Problem:
Please reproduce each of the entries below word for word, changing nothing.

Information given:
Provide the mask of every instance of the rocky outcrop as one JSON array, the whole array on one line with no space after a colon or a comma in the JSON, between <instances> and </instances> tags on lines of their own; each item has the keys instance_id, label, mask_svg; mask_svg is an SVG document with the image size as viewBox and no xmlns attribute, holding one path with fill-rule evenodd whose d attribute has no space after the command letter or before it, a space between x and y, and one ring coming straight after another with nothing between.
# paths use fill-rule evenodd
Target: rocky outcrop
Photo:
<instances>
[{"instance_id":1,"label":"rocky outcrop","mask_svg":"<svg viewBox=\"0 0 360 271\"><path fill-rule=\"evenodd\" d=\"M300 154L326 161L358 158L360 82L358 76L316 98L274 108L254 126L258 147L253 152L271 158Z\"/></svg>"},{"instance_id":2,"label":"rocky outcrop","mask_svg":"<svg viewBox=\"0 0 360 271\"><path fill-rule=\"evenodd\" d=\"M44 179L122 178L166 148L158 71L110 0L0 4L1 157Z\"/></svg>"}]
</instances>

Worked solution:
Provide the mask of every instance of the rocky outcrop as one JSON array, the whole array on one line with no space after a colon or a comma in the JSON, between <instances> and </instances> tags on lines of their own; each item has the keys instance_id, label, mask_svg; mask_svg is an SVG document with the image size as viewBox and no xmlns attribute, holding one path with fill-rule evenodd whose d attribute has no space after the command letter or before it, a space between x and y, and one ring coming straight after another with nothing between.
# paths use fill-rule evenodd
Target: rocky outcrop
Photo:
<instances>
[{"instance_id":1,"label":"rocky outcrop","mask_svg":"<svg viewBox=\"0 0 360 271\"><path fill-rule=\"evenodd\" d=\"M300 154L326 161L358 158L360 82L358 76L316 98L274 108L254 126L258 147L253 152L271 158Z\"/></svg>"},{"instance_id":2,"label":"rocky outcrop","mask_svg":"<svg viewBox=\"0 0 360 271\"><path fill-rule=\"evenodd\" d=\"M44 179L122 178L166 148L158 71L110 0L0 4L1 157Z\"/></svg>"}]
</instances>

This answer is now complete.